** EXERCISE GOAL **
Drop all images and give the records again exactly.

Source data

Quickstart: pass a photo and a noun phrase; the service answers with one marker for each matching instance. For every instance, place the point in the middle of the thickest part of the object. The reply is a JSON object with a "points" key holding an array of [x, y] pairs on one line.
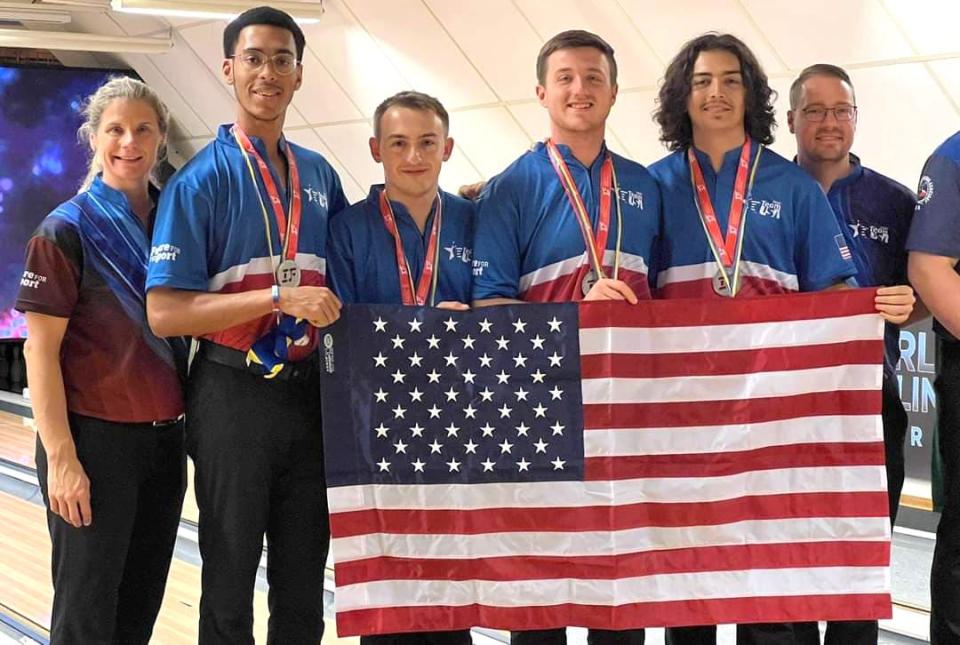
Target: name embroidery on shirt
{"points": [[877, 233], [462, 253]]}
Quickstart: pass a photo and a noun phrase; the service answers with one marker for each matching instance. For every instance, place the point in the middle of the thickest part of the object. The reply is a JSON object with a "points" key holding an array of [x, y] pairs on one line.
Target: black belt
{"points": [[293, 372]]}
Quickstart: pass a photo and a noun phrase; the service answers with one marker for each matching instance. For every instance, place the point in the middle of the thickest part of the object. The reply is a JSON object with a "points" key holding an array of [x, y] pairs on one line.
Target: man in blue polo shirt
{"points": [[742, 219], [874, 214], [569, 220], [934, 245], [238, 262], [408, 242]]}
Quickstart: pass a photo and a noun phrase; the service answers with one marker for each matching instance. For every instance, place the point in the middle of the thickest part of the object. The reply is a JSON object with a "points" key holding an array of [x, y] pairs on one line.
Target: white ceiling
{"points": [[477, 56]]}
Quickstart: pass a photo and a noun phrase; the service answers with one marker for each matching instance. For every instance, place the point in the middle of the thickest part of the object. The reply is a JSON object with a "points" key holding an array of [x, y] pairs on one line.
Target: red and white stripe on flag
{"points": [[734, 473]]}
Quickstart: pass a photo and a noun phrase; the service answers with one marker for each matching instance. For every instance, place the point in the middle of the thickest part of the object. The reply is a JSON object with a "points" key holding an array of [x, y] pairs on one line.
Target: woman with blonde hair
{"points": [[105, 391]]}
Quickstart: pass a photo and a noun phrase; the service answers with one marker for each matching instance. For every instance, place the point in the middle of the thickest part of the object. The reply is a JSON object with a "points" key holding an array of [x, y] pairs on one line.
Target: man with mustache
{"points": [[741, 220], [238, 262], [569, 220]]}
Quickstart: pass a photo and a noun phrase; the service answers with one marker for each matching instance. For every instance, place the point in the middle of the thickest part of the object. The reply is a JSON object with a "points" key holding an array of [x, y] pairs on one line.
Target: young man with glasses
{"points": [[934, 246], [238, 262], [874, 213], [720, 182]]}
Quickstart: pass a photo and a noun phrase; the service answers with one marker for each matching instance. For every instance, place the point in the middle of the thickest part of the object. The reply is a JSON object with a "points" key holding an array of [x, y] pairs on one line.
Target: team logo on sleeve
{"points": [[925, 192], [842, 246]]}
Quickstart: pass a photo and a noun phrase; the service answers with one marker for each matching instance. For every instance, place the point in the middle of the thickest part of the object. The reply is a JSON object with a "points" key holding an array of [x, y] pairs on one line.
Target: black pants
{"points": [[594, 637], [861, 632], [258, 451], [108, 578], [457, 637], [945, 576]]}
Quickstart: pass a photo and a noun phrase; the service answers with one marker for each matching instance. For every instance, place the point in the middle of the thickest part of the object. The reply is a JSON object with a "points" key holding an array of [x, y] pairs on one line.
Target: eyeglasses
{"points": [[841, 112], [283, 63]]}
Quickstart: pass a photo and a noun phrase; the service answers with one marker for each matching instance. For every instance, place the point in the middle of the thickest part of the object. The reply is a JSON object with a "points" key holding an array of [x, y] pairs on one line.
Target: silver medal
{"points": [[288, 274], [721, 286], [589, 280]]}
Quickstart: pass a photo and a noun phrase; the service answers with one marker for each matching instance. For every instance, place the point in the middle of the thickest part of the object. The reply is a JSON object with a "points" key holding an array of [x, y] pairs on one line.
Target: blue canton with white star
{"points": [[427, 396]]}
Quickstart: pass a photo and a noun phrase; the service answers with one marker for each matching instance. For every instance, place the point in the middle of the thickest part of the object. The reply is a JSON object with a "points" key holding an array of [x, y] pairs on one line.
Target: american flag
{"points": [[606, 465]]}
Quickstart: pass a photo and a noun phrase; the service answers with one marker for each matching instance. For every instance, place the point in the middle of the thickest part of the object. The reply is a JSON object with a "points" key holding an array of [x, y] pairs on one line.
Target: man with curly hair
{"points": [[739, 218]]}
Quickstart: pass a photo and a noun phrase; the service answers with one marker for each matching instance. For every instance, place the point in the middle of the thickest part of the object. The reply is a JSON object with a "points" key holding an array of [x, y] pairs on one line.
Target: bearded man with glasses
{"points": [[874, 213], [238, 261]]}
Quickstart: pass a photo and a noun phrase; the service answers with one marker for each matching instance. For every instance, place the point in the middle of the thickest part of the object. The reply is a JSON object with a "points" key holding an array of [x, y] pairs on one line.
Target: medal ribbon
{"points": [[726, 251], [595, 242], [289, 228], [415, 295], [725, 247]]}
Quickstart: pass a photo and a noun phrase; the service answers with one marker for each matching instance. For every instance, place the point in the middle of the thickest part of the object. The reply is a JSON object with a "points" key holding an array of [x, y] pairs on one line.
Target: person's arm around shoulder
{"points": [[177, 301], [68, 487]]}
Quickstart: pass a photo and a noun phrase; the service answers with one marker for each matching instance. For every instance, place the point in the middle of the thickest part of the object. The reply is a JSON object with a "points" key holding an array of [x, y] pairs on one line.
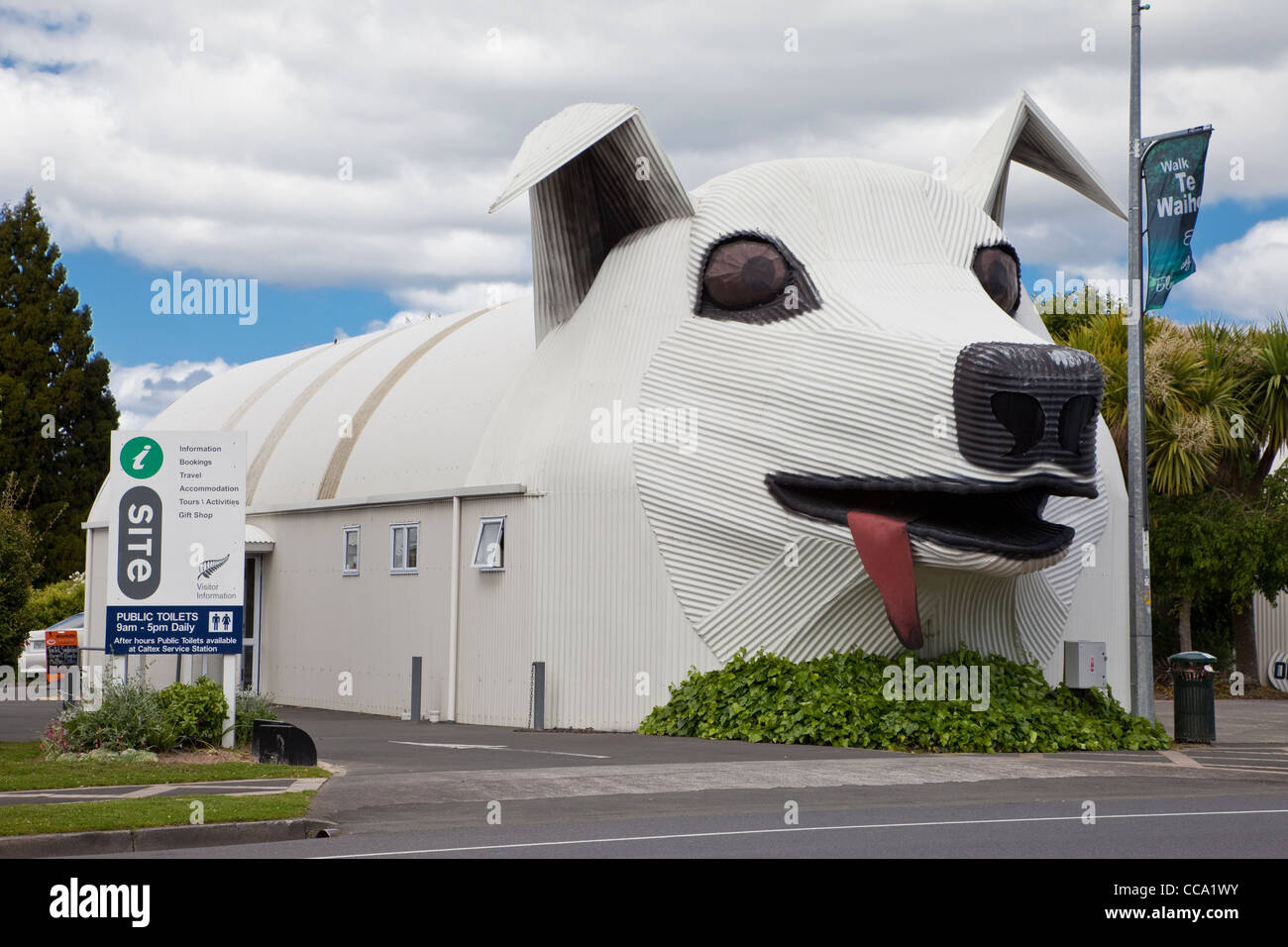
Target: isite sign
{"points": [[175, 543]]}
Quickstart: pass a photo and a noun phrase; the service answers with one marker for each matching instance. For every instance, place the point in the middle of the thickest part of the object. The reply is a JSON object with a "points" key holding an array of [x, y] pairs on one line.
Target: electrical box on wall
{"points": [[1083, 664]]}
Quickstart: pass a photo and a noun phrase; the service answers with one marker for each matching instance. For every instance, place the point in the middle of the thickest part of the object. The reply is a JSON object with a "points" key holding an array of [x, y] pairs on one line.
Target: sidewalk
{"points": [[97, 793]]}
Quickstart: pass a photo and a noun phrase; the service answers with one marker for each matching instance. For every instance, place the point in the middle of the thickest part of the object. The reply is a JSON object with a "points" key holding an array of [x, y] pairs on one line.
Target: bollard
{"points": [[539, 694], [415, 689]]}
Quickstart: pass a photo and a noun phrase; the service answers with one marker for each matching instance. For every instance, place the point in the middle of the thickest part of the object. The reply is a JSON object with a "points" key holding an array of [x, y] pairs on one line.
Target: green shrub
{"points": [[134, 716], [250, 707], [54, 602], [193, 714], [840, 699], [129, 718]]}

** WRITTEN ANSWER **
Quickstart: pass a photo and a noun phrase; the service answers with one marker for each matching instance. For every instance, place the point in the middle of the thickest part of the object. The reply is a JSON object with a "points" key holding an array of [x, y] pairs on one line.
Target: name embroidery on shirt
{"points": [[877, 233], [462, 253]]}
Quickstart: pass a photo and a noun phrase; the service answers with one marker for each matching instance. For every instance, place the point in the middle of the thickest part of the object. The reply is a JSON object with a "points" key holding an array of [x, y] pairs on one line.
Target: black belt
{"points": [[293, 372]]}
Quickstart: pass a photo and a noun phrase; the service answers with one marker for each matching instance. For every instance, place the point in the middle of the thickest part of the object. The reply is a JSON object with a "points" key holding an array of [x, y] pairs on one line.
Target: man in blue polo shirt
{"points": [[742, 219], [874, 214], [569, 220], [934, 245], [238, 262], [408, 242]]}
Quickstart: pass a photo and a noun phrase; the service answers with one marker for each matching instance. For every instance, place the point in the middle of the thickest part of the object. The reply is a JSON object with a "points" key holding an array of [x, y] pairs on one line.
Target: white ceiling
{"points": [[477, 56]]}
Quickstart: pass a photo and a noun phrase; the service answers with one marker for each matching instance. For every instance, place the point in the middle of the thickest part of the object. The reply is a JSON object with a "points" key holding an array of [x, y] pairs on one line.
Target: red and white stripe on flag
{"points": [[734, 473]]}
Quickstart: pass a photo and a noun phrase; the service answers with one marker for each matching instance. For every instance, place the point in the middle of the thickest part of the object. The reply is a JSON object with a "points" key holding an array of [x, y] pairs on one line.
Target: woman with blonde hair
{"points": [[105, 391]]}
Quickstart: pass a photo and a noun phrase; the service answers with one marker for each matching instance. For every instance, place the point in the middle of the thickest part of the object. The reply is a JSON object with a "points" key holding an array of [x, y] pairs on one line.
Target: man with mustache
{"points": [[741, 220], [238, 262], [569, 220]]}
Quickstart: pass a photo and a noun phrase; the service answers with one marker for each matching instance. For every instance, place the point in the middle of the thickest part of the object. The reply is a JSON object with a "points" key holding an array of [x, y] pairs on one line.
Target: young man with glasses
{"points": [[934, 246], [238, 262], [874, 213], [720, 182]]}
Quickstart: pass a photo and a noun phrase; the service answers with one marker for each matching instance. For every instance, place the point in the middle of the thickest part of the object. The reply is a JSON object with a "points" key holding an array of [x, y] pairs on one line.
Target: team logo on sleeve
{"points": [[925, 192], [842, 246]]}
Quickstart: pass a photo and a noun phrase; the service answers with one marker for each matching instance. For every instance, place the point in the middle of the thickest part of the object. The reply is a JSON object with a "points" key holding an array of [x, y] pairs on one line.
Target: black pants
{"points": [[594, 637], [861, 632], [258, 451], [108, 578], [457, 637], [945, 576]]}
Quickstart: pass a photo and a noun phrase; the service answers with one marker for each matching instance. For every instance, place the point in the middle of the thickest part of the object. The reply is a JSON object with a "points" key holding an array of [x, y] pairs on one line.
Target: eyeglasses
{"points": [[841, 112], [283, 63]]}
Quickstart: pass a photo and a noun phrase; the service answers with one marker for each matching instance. For every instance, place the point in the middle of the thickest part of the object. The reply is a JSON object with a "points" key holding an array of [x, y] pairs on one line.
Target: silver medal
{"points": [[288, 274], [721, 286], [589, 280]]}
Quickstart: pass a photo and a noun phrase; the service answers with one marker for each matching instance. For every instance, place the point in the middle of the thickest part of the object. The reply is a JSON object with a "points" key holding an array of [x, y] pairs on one line.
Target: blue canton with white star
{"points": [[427, 396]]}
Quickstart: pass a photo and a noun phrase; the service answers with one marker for each matching instance. For every instance, place the point in the middle of the thickest part of the object. The reply is a JSON object with a "points" key holding an array of [x, y] pairs on one line.
Target: american flag
{"points": [[606, 465]]}
Quickstart: pass a photo and a noun phrase; the service answers with one marker for each matching instance. For every instance, place the point in the middle of the thickest part of the object. The reply is a JSON object with a "points" key holding an array of [x, y] pairs on one line.
Target: man with curly hair
{"points": [[739, 218]]}
Quickstart: pass a photo and a noun phrase; the service answers with one marker for each matching instance. For every instance, place the point in the middle of the thickest part of the object. The reply is a JSON object with a "points" key holding an array of [x, y] pairs on one line.
Target: bearded man with glasses
{"points": [[874, 213], [238, 261]]}
Quickstart: pass a photo and a noun phrase; the service answers with one marker for each matching instance. For every instance, place the point in the middle of the thickest part of the object. The reply is a JSON object with a "points" key holding an array of [x, y] pairs on one line.
Target: medal ribbon
{"points": [[726, 251], [595, 242], [289, 228], [415, 295], [725, 247]]}
Quickstart: pass a photo and a noun phrase; the service answers with one marker for each matching instance. For every instance, place the point in the middle of the thickest part of the object. The reply is a JSON object with a "points" key holding an array of [x, y] pairs on one line.
Target: person's arm around shoulder
{"points": [[177, 301], [68, 487]]}
Quickstart: pass a photo and a noun phrase; the service answers with one marker for each matching instance. For every instance, place the point in the middle of the thickest part of the object. The reply is a JSON object with a "points" key holding an array of [x, y] pairs on one line.
Target: isite sign
{"points": [[175, 543]]}
Quickstart: pass a photo and a noun phrase; the service answers with one marker for each matching instance. For every instance, place the point in the middle of the thickest part of the object. The reply is a JSON object with a "points" key holding an array of [x, y] pairs on one line.
Target: electrical box on wall
{"points": [[1083, 664]]}
Quickstart: pass a photo and a noun phrase; the service answers with one marker for each matching instance. For every instance, place the point in the middle of the thickest part of the object. The reply is a JSON object with a "points" key holding an array of [x, y] pairs on one line.
Target: sidewalk
{"points": [[97, 793]]}
Quickstart: pass a photo and a noun phrase; the service answers with one marker for each matching instance. For every instance, place the point in the middle of the thickest part of the object. The reply is a JSON object with a "points" key holding an array of [x, y] pairs on one line.
Target: bollard
{"points": [[539, 694], [415, 689]]}
Quickstart: pass a photo and a noun phrase; the service answers with one marker for each matching instance. For every instance, place the point in the middle of the thickest part of the object. The reply is a JSON object with a "points" key holding an array of [x, y] pairs on one line.
Target: green shrub
{"points": [[134, 716], [250, 707], [54, 602], [193, 714], [840, 699], [129, 718]]}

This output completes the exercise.